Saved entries
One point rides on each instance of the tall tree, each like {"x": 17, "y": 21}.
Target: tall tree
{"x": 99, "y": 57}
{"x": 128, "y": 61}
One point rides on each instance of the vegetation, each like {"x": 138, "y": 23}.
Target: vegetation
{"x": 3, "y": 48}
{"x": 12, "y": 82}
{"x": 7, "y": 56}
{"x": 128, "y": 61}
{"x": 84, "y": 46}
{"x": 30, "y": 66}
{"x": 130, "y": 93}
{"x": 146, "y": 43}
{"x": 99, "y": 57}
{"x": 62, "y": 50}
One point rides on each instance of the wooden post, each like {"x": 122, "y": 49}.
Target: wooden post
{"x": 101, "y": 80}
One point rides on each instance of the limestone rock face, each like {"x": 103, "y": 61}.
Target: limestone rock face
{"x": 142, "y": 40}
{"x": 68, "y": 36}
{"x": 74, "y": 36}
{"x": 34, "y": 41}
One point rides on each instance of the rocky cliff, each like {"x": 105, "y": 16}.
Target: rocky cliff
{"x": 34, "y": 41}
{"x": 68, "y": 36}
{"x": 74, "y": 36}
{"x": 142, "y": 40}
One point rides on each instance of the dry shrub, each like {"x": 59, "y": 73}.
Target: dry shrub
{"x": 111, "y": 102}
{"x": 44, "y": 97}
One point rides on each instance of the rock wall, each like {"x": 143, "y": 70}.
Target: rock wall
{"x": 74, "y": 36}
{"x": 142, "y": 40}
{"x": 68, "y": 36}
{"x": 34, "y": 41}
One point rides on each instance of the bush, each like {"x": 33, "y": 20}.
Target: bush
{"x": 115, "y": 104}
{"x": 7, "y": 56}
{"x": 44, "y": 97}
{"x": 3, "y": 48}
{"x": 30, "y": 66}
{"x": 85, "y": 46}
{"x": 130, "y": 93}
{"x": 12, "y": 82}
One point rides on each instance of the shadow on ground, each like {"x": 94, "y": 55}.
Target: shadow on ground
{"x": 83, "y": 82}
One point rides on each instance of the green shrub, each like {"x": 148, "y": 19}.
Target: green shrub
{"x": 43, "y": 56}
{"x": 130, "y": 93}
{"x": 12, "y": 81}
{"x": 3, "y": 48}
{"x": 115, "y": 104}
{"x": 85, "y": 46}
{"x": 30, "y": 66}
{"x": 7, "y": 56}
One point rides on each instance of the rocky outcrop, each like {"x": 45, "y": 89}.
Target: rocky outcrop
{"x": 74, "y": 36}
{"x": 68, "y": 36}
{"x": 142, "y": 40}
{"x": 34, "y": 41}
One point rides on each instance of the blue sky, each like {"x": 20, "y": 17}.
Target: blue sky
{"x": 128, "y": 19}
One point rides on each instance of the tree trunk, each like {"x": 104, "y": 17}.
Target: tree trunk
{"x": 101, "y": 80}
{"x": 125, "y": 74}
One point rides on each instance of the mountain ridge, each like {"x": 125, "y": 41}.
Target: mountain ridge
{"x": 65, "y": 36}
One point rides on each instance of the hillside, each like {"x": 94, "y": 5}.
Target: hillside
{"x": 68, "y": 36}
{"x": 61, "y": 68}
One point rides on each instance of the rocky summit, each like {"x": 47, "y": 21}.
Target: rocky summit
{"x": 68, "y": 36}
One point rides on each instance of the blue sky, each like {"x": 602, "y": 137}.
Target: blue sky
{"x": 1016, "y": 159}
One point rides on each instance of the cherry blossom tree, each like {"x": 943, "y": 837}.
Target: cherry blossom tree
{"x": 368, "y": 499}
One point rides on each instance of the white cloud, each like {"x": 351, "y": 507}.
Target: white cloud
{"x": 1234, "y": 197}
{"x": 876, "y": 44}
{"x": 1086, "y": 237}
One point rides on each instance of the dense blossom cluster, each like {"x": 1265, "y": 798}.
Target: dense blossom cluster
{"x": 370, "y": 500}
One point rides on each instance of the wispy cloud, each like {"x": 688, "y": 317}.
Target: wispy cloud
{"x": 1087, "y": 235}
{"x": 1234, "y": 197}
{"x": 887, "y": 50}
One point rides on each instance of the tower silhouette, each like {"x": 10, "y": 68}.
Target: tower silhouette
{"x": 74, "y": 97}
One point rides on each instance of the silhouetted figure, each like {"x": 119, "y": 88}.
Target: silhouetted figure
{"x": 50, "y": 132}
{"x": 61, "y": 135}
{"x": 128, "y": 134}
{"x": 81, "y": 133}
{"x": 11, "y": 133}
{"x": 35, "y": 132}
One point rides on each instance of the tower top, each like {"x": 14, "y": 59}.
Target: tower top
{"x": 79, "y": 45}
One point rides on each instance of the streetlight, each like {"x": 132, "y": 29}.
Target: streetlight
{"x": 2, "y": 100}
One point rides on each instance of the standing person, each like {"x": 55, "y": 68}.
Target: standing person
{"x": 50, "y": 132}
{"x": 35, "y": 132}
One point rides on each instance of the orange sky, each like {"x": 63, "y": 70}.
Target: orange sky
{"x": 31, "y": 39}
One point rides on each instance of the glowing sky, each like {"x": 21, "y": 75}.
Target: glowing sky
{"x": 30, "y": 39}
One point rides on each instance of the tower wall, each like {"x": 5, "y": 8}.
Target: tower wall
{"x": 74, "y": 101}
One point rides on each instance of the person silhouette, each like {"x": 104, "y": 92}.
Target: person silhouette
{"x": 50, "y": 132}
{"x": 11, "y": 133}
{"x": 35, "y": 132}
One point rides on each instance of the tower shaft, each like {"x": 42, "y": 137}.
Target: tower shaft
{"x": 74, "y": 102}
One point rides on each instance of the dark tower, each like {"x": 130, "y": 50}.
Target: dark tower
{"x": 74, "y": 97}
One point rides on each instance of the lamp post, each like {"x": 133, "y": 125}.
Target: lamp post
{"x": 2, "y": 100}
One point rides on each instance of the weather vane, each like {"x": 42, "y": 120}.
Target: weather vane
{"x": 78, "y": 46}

» **What the task asks**:
Starting at the first line of the records, print each line exactly, stopping after the line that contains "One point rides on each instance of the rocky cliff, each".

» **Solved problem**:
One point rides on each instance of the tall tree, each like {"x": 17, "y": 21}.
Target: tall tree
{"x": 99, "y": 57}
{"x": 128, "y": 61}
One point rides on each instance of the vegetation, each like {"x": 138, "y": 23}.
Target: vegetation
{"x": 3, "y": 48}
{"x": 12, "y": 82}
{"x": 7, "y": 56}
{"x": 128, "y": 61}
{"x": 84, "y": 46}
{"x": 30, "y": 66}
{"x": 130, "y": 93}
{"x": 146, "y": 43}
{"x": 99, "y": 57}
{"x": 62, "y": 50}
One point rides on each instance of the wooden post, each like {"x": 122, "y": 49}.
Target: wooden post
{"x": 101, "y": 80}
One point rides on each instance of the limestone rock face, each like {"x": 103, "y": 61}.
Target: limestone rock face
{"x": 142, "y": 40}
{"x": 68, "y": 36}
{"x": 74, "y": 36}
{"x": 34, "y": 41}
One point rides on each instance of the rocky cliff, each like {"x": 105, "y": 16}.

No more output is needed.